WORK TO DO: Please rewrite the lines below as a numbered list, omitting any blank lines.

INPUT DATA:

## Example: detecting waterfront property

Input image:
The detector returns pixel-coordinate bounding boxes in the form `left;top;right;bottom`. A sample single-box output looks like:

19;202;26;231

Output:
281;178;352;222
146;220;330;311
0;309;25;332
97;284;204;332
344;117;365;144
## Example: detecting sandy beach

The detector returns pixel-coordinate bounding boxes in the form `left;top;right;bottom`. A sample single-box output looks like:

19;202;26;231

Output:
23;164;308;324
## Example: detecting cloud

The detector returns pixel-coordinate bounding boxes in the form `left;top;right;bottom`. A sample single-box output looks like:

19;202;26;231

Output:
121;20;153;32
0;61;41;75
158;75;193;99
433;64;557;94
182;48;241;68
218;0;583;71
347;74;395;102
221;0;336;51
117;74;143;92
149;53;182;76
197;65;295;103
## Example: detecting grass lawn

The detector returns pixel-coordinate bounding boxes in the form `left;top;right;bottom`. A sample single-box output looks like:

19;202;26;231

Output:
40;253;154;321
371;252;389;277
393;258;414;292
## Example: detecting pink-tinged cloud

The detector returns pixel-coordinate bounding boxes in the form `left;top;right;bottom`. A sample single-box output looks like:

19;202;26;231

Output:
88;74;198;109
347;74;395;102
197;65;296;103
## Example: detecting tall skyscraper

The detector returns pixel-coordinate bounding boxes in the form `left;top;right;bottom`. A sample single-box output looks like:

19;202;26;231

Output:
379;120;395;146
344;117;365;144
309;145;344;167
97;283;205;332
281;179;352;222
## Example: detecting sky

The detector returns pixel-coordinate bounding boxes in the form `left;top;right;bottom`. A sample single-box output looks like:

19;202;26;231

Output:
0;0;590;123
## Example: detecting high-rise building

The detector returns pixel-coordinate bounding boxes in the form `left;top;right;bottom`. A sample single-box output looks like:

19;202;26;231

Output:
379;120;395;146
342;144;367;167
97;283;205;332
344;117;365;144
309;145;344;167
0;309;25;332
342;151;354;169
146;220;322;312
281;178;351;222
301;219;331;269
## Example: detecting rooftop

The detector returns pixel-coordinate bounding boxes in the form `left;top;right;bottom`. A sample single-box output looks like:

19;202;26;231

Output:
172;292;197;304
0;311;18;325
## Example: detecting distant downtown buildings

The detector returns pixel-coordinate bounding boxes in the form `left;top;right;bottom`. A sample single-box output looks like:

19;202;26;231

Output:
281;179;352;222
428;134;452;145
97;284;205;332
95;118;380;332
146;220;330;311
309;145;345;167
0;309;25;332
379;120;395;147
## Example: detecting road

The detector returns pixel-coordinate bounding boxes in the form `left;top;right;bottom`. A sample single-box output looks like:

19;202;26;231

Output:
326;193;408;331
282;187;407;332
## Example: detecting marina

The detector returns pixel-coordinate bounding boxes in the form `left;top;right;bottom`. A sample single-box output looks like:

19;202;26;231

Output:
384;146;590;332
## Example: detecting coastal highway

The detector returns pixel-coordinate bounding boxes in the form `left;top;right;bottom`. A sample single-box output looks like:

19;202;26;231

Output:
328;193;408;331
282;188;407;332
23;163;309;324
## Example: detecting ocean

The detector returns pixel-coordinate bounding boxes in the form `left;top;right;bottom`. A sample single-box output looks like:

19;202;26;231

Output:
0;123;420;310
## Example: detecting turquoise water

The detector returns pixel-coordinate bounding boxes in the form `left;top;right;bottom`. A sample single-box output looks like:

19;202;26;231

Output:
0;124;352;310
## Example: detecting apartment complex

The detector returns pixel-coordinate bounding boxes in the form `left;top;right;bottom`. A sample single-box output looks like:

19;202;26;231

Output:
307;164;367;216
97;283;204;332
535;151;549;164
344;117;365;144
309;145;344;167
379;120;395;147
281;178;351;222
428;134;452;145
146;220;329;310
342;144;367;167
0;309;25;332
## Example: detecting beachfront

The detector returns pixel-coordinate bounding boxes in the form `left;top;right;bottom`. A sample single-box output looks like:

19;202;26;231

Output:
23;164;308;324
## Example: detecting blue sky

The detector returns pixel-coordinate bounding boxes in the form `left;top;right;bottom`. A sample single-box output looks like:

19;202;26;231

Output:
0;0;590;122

RESULT FOR THIS TASK:
1. ## Example: detecting waterfront property
2. Input image:
3. The detector returns pixel-coordinate bounding boxes in the form `left;top;right;bottom`. A sample single-box output looks like:
4. 19;202;26;231
5. Output:
6. 281;178;352;222
7. 146;220;330;311
8. 0;309;25;332
9. 97;284;204;332
10. 344;117;365;144
11. ## Example: detecting sandy beach
12. The detector returns pixel-coordinate bounding boxes in the form `left;top;right;bottom`. A sample single-box output looks like:
13. 19;202;26;231
14. Output:
15. 23;164;308;324
16. ## Example: detecting cloud
17. The detector returns pixel-coordinate bounding boxes in the form `left;top;right;bottom`. A sample single-box output looks like:
18. 19;202;26;231
19. Output:
20. 121;20;153;32
21. 0;61;41;75
22. 158;75;193;99
23. 433;64;557;94
24. 182;48;241;68
25. 218;0;583;71
26. 347;74;395;102
27. 221;0;336;51
28. 117;74;143;92
29. 149;53;182;76
30. 197;65;295;103
31. ## Example: detecting grass lawn
32. The detector returns pixel-coordinate bounding boxes in the form `left;top;right;bottom`. A sample single-box output looks like:
33. 19;202;26;231
34. Output:
35. 40;253;154;321
36. 371;252;389;277
37. 393;258;414;292
38. ## Example: detecting pink-tinged cloud
39. The detector returns pixel-coordinate bounding boxes in the form `left;top;right;bottom`. A sample single-box output looks like:
40. 19;202;26;231
41. Output:
42. 88;74;198;109
43. 347;74;395;102
44. 197;65;296;103
45. ## Example: detecting tall skyscraper
46. The detector returns pixel-coordinate bounding boxes in the form `left;top;right;bottom`. A sample single-box output looks like:
47. 19;202;26;231
48. Output:
49. 379;120;395;146
50. 344;117;365;144
51. 309;145;344;167
52. 97;283;205;332
53. 281;179;352;222
54. ## Example: detecting sky
55. The detector returns pixel-coordinate bounding boxes in the form `left;top;right;bottom`. A sample single-box output looks like:
56. 19;202;26;231
57. Output:
58. 0;0;590;123
59. ## Example: detecting high-rise building
60. The detector returns pixel-coordinate bounding boxes in the form `left;top;right;bottom`. A sample single-box output looks like:
61. 19;202;26;231
62. Output:
63. 379;120;395;146
64. 342;144;367;167
65. 97;283;205;332
66. 344;117;365;144
67. 309;145;344;167
68. 0;309;25;332
69. 342;151;354;169
70. 146;220;322;312
71. 281;178;351;222
72. 301;219;331;269
73. ## Example: detecting rooftop
74. The detector returns pixel-coordinate bounding boxes in the form `left;top;right;bottom`. A sample single-box output looks like:
75. 19;202;26;231
76. Output:
77. 172;292;197;304
78. 0;311;18;325
79. ## Example: detecting distant downtown buildings
80. The detector returns pixel-coordinate bounding boxes in the form `left;top;right;bottom`. A sample single-box output looks like:
81. 19;202;26;231
82. Output:
83. 281;179;352;222
84. 428;134;452;145
85. 97;284;205;332
86. 95;118;380;332
87. 146;220;330;311
88. 309;145;345;167
89. 0;309;25;332
90. 379;120;395;147
91. ## Example: detecting road
92. The detector returns pixel-coordinate bounding boxes in the form `left;top;right;bottom`. A sample single-box output looks like:
93. 19;202;26;231
94. Output:
95. 326;193;408;331
96. 282;187;407;332
97. ## Example: detecting marina
98. The detector returns pixel-coordinate bounding boxes in the form `left;top;right;bottom`. A sample single-box output looks like:
99. 19;202;26;231
100. Output:
101. 384;146;590;332
102. ## Example: detecting coastal highway
103. The detector returns pixel-coordinate bounding boxes in the form `left;top;right;bottom`. A sample single-box output looks like:
104. 19;202;26;231
105. Output:
106. 328;193;408;331
107. 282;188;407;332
108. 23;163;309;324
109. ## Example: detecting ocean
110. The detector returns pixel-coordinate bounding boxes in the form `left;top;right;bottom`. A sample single-box output looks like:
111. 19;202;26;231
112. Output:
113. 0;123;420;310
114. ## Example: detecting turquoise water
115. The detector returns pixel-coordinate bounding boxes in the form `left;top;right;bottom`. A sample single-box output looks like:
116. 19;202;26;231
117. Output:
118. 0;124;352;310
119. ## Example: detecting apartment complex
120. The detector returns pixel-coordinate bounding boxes in the form `left;top;right;bottom`. A sample single-box output looks like:
121. 19;202;26;231
122. Output:
123. 307;164;367;216
124. 97;283;204;332
125. 535;151;549;164
126. 344;117;365;144
127. 309;145;344;167
128. 379;120;395;147
129. 281;178;351;222
130. 428;134;452;145
131. 146;220;329;310
132. 342;144;367;167
133. 0;309;25;332
134. ## Example: detecting beachfront
135. The detector returns pixel-coordinate bounding boxes in the form `left;top;right;bottom`. A sample single-box output looks like:
136. 19;202;26;231
137. Output:
138. 23;164;308;324
139. ## Example: detecting blue sky
140. The detector returns pixel-coordinate bounding boxes in the form `left;top;right;bottom`. A sample single-box output looks like:
141. 19;202;26;231
142. Output:
143. 0;0;590;122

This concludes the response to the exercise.